- _Exercise details_:
Look in the data below for the line that contains "of the thin". Copy that line and the remaining lines exactly.

- _Input material_:
--------------------------------

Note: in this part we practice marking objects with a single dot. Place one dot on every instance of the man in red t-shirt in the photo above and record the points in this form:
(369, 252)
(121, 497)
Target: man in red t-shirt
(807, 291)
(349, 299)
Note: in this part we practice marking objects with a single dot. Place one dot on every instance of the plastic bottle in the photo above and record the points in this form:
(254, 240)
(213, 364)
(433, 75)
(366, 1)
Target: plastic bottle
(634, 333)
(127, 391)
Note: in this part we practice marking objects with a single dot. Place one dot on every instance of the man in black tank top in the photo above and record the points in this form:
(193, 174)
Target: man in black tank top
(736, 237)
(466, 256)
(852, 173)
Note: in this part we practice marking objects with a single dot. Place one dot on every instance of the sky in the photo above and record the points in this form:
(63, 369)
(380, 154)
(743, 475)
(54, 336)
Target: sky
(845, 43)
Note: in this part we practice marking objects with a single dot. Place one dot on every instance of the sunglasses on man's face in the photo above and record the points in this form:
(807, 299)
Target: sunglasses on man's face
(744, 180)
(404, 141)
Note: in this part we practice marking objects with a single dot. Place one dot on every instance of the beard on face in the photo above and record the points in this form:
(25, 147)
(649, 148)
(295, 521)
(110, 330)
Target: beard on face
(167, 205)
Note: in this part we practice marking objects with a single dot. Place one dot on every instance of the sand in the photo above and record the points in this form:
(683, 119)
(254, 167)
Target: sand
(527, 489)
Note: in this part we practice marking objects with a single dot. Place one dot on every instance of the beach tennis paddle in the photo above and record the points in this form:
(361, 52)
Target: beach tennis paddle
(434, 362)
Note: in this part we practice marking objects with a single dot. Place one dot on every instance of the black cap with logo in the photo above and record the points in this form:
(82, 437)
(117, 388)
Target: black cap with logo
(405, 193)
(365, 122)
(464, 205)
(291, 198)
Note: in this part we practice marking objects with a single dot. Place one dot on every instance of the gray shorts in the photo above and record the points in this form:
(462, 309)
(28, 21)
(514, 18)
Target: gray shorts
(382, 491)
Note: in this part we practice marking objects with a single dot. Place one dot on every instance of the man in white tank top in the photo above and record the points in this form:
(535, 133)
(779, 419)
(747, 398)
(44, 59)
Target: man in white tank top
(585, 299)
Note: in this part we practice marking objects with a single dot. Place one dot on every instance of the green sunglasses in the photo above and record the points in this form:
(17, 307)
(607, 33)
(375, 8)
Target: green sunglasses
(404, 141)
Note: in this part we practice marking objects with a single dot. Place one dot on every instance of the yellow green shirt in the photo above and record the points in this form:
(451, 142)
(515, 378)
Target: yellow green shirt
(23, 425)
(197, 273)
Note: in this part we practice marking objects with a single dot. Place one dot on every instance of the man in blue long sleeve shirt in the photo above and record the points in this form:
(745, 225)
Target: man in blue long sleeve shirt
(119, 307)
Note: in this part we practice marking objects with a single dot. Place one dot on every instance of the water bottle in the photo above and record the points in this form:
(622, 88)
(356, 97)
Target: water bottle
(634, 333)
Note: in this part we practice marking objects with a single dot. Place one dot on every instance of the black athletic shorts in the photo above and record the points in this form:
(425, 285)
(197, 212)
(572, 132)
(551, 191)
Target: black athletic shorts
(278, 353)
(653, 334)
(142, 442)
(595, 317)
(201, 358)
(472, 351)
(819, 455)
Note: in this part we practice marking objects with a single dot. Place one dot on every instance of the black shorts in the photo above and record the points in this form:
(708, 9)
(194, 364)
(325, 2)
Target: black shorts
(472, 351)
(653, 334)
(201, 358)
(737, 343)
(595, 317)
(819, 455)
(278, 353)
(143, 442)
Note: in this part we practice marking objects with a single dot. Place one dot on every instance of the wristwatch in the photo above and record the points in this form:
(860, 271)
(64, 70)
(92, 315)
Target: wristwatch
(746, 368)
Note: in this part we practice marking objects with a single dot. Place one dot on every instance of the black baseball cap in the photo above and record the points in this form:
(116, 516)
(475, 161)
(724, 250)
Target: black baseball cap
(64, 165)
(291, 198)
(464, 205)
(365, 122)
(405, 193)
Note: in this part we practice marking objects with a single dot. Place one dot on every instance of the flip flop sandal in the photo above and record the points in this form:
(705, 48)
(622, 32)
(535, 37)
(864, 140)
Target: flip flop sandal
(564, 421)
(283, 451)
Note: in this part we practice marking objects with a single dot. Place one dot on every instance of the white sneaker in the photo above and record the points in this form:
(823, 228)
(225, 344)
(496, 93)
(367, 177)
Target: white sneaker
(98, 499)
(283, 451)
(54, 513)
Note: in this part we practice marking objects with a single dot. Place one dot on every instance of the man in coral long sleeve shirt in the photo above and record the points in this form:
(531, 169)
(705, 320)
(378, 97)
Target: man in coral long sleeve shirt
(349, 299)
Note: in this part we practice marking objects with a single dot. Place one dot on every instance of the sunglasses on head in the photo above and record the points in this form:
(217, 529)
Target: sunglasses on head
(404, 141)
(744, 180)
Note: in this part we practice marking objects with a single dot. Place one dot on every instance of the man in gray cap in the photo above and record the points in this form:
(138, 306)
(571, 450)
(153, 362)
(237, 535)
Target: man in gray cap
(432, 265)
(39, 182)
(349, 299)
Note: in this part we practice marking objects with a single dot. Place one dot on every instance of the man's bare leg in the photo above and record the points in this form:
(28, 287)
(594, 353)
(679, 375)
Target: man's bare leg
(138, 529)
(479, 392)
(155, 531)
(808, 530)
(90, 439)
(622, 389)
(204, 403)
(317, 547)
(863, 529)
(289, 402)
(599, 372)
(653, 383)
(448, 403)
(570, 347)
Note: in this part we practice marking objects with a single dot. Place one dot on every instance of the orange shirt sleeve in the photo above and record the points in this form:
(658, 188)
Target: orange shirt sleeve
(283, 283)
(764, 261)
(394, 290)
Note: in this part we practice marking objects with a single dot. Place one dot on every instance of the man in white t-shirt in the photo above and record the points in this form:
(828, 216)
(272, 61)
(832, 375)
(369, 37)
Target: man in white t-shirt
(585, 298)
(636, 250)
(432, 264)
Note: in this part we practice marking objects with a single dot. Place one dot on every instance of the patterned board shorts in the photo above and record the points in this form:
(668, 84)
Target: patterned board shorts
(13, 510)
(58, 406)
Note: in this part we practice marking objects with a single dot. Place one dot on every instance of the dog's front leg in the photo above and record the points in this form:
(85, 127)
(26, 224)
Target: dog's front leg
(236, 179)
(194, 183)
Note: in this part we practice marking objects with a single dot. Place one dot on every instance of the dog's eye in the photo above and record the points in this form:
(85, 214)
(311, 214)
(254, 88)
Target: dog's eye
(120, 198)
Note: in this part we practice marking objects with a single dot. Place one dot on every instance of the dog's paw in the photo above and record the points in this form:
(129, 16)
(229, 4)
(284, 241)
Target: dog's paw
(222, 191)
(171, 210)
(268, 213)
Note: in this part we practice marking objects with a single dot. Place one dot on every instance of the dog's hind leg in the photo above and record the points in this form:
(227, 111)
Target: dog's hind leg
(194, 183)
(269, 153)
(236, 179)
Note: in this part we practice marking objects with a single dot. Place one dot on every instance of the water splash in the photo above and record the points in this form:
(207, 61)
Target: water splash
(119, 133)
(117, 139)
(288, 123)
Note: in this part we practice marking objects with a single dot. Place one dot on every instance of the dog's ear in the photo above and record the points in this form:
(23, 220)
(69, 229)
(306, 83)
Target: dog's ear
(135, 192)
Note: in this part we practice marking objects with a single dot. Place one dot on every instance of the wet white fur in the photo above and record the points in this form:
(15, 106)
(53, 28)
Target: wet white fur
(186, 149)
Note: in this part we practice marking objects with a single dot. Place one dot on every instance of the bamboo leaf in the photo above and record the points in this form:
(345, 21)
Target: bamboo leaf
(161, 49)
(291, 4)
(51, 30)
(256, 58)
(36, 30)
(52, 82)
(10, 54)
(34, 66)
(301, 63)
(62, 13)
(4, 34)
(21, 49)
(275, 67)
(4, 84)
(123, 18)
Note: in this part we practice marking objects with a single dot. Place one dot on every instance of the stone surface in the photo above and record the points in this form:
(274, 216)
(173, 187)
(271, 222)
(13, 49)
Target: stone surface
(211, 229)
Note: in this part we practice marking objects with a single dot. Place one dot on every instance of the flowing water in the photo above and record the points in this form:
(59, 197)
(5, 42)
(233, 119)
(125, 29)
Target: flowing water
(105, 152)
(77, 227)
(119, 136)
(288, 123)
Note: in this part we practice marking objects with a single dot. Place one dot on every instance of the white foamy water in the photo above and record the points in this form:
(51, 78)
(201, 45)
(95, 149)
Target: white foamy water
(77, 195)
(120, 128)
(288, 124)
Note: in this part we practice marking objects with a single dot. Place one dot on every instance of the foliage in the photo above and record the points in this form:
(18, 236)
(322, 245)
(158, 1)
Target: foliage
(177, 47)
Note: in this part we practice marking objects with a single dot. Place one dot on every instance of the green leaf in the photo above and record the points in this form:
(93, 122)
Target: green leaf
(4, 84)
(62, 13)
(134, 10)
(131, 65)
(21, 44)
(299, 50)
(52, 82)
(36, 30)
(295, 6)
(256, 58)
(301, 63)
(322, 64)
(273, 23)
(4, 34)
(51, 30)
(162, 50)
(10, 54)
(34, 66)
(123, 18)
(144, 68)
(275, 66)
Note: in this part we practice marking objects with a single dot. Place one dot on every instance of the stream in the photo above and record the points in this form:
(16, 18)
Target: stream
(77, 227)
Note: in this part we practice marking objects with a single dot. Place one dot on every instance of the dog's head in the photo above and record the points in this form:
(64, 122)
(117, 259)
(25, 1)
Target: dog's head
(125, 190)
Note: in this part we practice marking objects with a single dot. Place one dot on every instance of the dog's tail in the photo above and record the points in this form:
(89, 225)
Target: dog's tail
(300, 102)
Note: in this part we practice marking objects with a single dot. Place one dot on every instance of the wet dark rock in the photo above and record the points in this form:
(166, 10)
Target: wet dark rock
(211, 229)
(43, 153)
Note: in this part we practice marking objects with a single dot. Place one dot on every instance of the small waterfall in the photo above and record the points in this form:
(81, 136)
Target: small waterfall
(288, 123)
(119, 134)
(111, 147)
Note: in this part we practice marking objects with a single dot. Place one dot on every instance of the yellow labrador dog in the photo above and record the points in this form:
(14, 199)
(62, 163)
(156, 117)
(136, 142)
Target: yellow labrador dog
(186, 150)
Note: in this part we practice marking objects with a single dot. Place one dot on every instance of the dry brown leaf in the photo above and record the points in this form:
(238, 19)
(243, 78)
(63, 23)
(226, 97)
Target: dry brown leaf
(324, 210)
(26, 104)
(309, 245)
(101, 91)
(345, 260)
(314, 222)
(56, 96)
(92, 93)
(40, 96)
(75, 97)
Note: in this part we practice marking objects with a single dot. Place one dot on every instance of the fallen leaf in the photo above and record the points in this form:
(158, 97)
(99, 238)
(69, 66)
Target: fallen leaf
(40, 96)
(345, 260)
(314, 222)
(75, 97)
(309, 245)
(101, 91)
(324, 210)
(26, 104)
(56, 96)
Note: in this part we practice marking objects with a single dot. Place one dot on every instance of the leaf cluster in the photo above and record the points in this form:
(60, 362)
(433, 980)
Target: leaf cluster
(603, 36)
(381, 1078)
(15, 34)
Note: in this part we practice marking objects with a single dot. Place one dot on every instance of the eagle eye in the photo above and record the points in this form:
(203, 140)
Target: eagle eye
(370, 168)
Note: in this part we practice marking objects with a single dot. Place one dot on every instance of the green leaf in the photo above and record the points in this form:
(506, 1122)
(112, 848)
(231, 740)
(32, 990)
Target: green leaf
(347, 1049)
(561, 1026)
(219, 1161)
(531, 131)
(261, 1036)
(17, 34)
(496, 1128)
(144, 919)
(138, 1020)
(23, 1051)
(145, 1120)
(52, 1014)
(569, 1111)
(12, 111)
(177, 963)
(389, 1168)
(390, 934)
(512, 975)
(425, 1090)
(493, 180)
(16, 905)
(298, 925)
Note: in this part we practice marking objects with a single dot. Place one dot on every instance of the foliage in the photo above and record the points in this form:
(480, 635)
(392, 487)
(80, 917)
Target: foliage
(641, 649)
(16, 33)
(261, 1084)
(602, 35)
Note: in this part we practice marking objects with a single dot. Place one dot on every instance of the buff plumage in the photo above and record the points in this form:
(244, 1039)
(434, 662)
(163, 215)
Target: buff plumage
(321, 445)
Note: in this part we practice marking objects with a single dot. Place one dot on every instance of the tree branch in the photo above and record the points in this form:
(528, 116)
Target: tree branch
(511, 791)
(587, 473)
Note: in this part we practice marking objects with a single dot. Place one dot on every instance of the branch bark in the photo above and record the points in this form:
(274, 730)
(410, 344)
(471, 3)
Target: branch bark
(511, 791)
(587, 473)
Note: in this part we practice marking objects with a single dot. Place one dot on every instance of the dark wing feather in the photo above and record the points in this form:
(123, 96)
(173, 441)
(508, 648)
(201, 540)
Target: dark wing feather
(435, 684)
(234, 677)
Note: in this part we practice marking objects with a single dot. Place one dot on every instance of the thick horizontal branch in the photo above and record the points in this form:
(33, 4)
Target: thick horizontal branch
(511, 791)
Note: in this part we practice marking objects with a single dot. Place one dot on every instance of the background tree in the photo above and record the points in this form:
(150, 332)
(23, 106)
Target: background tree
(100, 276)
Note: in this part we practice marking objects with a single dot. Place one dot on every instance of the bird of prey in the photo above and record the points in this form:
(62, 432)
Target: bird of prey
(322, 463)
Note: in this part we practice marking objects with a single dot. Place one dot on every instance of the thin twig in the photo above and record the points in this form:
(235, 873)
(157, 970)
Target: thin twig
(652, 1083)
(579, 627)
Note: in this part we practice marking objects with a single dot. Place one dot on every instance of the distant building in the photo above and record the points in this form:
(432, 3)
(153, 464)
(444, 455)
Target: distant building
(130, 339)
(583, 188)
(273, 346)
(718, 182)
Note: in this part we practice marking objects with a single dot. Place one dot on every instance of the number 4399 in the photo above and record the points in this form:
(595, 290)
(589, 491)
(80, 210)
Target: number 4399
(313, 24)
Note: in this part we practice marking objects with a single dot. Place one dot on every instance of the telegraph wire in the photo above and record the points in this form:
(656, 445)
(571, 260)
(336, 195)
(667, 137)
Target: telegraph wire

--------------------------------

- _Exercise output_:
Note: in this part we practice marking objects with a single dot. Place one dot on every instance of the thin twig in the photo above and record the points in this form:
(235, 873)
(157, 970)
Target: thin twig
(652, 1083)
(579, 627)
Note: in this part we practice marking objects with a single dot. Place one dot on every instance of the distant building in the photo above and record the points in this form:
(432, 3)
(153, 464)
(444, 455)
Target: distant building
(130, 339)
(583, 188)
(273, 346)
(718, 182)
Note: in this part we practice marking objects with a single dot. Place one dot on every instance of the number 4399 in the photo above and record the points in this form:
(595, 290)
(589, 491)
(80, 210)
Target: number 4399
(313, 24)
Note: in this part we practice marking objects with a single dot. Place one dot on every instance of the telegraph wire in the photo above and record the points in this form:
(656, 445)
(571, 260)
(336, 195)
(667, 137)
Target: telegraph wire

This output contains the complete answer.